After dethroning the previously undefeated Harvard Crimson, No. 9 BC entered Friday night’s matchup against the Fighting Irish (8-5-2, 4-2-2 Big Ten) looking to extend its already impressive winning streak to an eight-game stretch. Notre Dame, on the other hand, tried to play spoiler on BC’s home ice as it sought to get back onto the winning column after losing its previous three contests.
The first frame of play was uncharacteristically quiet for the two high-flying offenses, as no shots threatened either goaltender until around halfway through the period. From there, both teams exchanged shot after shot, but neither squad found the back of the net.
While goal scoring might have been absent in the first period, the physicality was all present, as one might expect from the two powerhouse rivals. A crowd-pleasing open ice hit from BC’s Michael Karow was enough to break the floodgates for both benches, as hits flew back and forth throughout the rest of the period.
An action-packed second frame proved to tell a much different story, though. It was marked by a plethora of one-man advantages with a combined 10 penalty minutes in the period. It was the Eagles who capitalized, however, and they put together an onslaught of opportunities, finding a path to the back of the net on power plays, even strength, and even shorthanded occasions.
Just two minutes in, BC was able to capitalize on a sloppy Notre Dame penalty, which paved the road for Julius Mattila’s fifth goal of the season. David Cotton deflected Logan Hutsko’s pass from the left corner into the slot, providing Mattila with a perfect opportunity as he ripped a low shot past Fighting Irish goaltender Cale Morris’ glove side.
The Fighting Irish came up empty-handed even after being granted two back-to-back power play opportunities of their own immediately thereafter. A few stingy BC defensive stands take credit for this lack of scoring, which, as indicated by the final scoreboard, played a consistent lockdown game throughout the entire matchup.
Halfway through that same period, BC’s continued application of pressure in the Notre Dame zone ended up in a couple of forced turnovers, one of which resulted in Hutsko’s seventh tally of the season. He picked up a deflection at the top of the crease and doubled the Eagles’ lead with a chip into the top shelf right above Morris’ glove side.
The goal scoring did not slow down from there. The Eagles’ penalty kill unit did more than just protect its earlier 1-0 lead––it actually proved strong enough to even extend the lead after Graham McPhee’s second penalty of the night. A shorthanded 2-on-1 opportunity resulted in a Patrick Giles snipe, as he fired a bottle-popping wrister right above Morris’ blocker. Just like that, the Eagles found themselves with a comfortable three-goal lead over one of the nation’s top squads.

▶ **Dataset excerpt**

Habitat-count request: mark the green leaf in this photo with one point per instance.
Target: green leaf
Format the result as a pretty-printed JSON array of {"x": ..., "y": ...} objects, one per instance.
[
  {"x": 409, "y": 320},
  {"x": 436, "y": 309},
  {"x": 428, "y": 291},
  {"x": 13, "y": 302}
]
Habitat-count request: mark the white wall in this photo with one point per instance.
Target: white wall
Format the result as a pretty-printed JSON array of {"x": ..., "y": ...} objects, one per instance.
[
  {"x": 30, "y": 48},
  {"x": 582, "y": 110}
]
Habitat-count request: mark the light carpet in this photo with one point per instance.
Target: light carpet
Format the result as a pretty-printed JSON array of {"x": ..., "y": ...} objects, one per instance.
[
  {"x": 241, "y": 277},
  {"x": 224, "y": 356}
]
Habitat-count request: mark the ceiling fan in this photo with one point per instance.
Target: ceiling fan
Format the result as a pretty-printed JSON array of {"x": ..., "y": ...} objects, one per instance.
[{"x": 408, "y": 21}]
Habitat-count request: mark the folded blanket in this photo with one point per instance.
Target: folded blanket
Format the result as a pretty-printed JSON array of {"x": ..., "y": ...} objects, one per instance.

--

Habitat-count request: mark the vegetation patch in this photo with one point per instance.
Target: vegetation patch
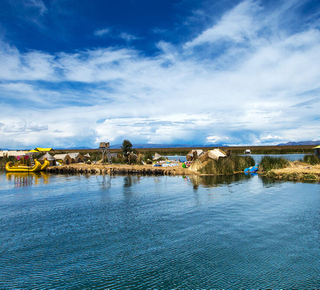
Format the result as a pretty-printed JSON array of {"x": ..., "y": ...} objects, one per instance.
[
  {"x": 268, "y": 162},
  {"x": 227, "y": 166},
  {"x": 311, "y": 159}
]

==

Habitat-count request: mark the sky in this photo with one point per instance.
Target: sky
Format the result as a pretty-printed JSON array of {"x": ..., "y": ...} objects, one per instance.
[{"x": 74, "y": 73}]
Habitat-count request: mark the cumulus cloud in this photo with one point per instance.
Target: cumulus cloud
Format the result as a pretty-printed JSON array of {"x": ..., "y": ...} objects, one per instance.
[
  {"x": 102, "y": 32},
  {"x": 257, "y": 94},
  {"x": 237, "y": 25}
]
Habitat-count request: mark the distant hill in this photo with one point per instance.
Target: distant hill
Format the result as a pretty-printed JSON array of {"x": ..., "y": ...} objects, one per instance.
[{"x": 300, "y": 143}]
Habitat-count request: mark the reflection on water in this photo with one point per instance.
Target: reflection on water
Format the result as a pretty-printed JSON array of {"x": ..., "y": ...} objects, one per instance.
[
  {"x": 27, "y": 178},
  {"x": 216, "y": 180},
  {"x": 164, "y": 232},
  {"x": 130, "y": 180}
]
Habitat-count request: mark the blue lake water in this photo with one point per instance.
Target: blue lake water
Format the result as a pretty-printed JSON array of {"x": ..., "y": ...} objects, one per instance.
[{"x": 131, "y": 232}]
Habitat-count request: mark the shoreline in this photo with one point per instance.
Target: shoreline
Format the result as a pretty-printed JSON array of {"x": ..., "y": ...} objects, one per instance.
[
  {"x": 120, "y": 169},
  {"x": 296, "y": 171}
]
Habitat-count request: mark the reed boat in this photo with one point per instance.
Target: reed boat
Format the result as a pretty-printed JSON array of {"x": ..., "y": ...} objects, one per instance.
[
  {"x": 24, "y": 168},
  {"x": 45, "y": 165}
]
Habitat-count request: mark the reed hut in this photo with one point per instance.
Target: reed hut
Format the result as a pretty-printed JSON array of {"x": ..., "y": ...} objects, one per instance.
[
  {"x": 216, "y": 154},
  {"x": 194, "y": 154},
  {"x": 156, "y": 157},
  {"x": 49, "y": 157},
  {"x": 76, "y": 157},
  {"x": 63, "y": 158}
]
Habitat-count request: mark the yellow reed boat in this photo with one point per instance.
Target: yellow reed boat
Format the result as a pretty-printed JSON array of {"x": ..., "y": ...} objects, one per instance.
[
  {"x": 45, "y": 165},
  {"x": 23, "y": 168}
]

▶ **BRIEF**
Please rewrite the game recap from "While goal scoring" up to and including "even shorthanded occasions.", changing "second frame" to "middle frame". The records are separate material, unrelated to the game recap.

▶ **CORRECT RESULT**
While goal scoring might have been absent in the first period, the physicality was all present, as one might expect from the two powerhouse rivals. A crowd-pleasing open ice hit from BC’s Michael Karow was enough to break the floodgates for both benches, as hits flew back and forth throughout the rest of the period.
An action-packed middle frame proved to tell a much different story, though. It was marked by a plethora of one-man advantages with a combined 10 penalty minutes in the period. It was the Eagles who capitalized, however, and they put together an onslaught of opportunities, finding a path to the back of the net on power plays, even strength, and even shorthanded occasions.